• EXTRACTED DATA:
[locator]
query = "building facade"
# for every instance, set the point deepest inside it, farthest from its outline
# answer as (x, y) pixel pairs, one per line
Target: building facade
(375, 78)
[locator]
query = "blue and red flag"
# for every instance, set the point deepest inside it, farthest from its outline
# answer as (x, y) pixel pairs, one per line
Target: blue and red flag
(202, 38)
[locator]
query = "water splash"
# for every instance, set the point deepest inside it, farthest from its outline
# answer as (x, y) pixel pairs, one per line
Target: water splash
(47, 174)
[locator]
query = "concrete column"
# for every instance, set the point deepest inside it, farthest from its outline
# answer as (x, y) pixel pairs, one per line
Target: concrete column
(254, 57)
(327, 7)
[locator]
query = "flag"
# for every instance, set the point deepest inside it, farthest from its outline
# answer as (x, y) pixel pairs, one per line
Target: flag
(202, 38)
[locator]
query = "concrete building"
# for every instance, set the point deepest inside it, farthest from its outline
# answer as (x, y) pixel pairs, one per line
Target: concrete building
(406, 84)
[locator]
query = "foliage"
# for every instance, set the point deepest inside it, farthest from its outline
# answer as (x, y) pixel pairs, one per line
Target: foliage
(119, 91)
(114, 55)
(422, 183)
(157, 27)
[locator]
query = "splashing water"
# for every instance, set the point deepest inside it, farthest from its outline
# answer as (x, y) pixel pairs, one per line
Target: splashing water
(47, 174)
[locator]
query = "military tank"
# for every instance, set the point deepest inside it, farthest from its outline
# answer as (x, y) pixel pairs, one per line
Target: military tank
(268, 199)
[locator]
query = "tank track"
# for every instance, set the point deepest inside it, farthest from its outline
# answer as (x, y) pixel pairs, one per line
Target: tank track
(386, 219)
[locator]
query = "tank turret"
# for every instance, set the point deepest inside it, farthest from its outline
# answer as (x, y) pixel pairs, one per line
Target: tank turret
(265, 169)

• PROBLEM TO SOLVE: Print the entries exactly. Include every one.

• COMPLETED TASK:
[locator]
query = "building facade"
# for every instance, set the point deepest inside it, farthest from its outline
# answer as (x, y) pixel pairs, one per line
Target: building facade
(375, 78)
[locator]
query = "blue and red flag"
# for every instance, set the point deepest inside it, farthest from its outline
# answer as (x, y) pixel pairs, one per line
Target: blue and red flag
(202, 38)
[locator]
query = "water splash"
# for every instance, set the point deepest inside it, farthest from its outline
# answer as (x, y) pixel pairs, one per line
Target: water splash
(47, 174)
[locator]
query = "concrete column"
# for every instance, set the point deepest inside it, farthest from its outline
# answer as (x, y) pixel pairs, one per line
Target: concrete column
(254, 57)
(327, 7)
[locator]
query = "flag"
# for every instance, set the point deepest inside it, farthest from its outline
# answer as (x, y) pixel pairs, one per line
Target: flag
(202, 38)
[locator]
query = "concrete building"
# for every instance, set the point deepest inside it, farthest from its outline
# answer as (x, y) pixel pairs, one per line
Target: concrete building
(406, 84)
[locator]
query = "foliage"
# for every instance, set the point deepest inside it, farthest from its outline
# answer as (x, y) pixel pairs, one per line
Target: foliage
(119, 91)
(114, 55)
(422, 183)
(157, 27)
[locator]
query = "splashing water"
# for every instance, set the point deepest inside it, farthest from its outline
# answer as (x, y) pixel pairs, one per line
Target: splashing water
(47, 174)
[locator]
query = "military tank"
# for every instance, set the point deepest inside it, farthest from its outline
# answer as (x, y) pixel pairs, one per line
Target: military tank
(268, 199)
[locator]
query = "tank track"
# for every instance, set the point deepest inside it, farthest from its outline
# answer as (x, y) pixel pairs, one per line
Target: tank track
(386, 219)
[locator]
query = "tank turret"
# for every instance, set the point deepest inside it, farthest from its outline
# answer as (x, y) pixel pairs, one per line
Target: tank turret
(265, 169)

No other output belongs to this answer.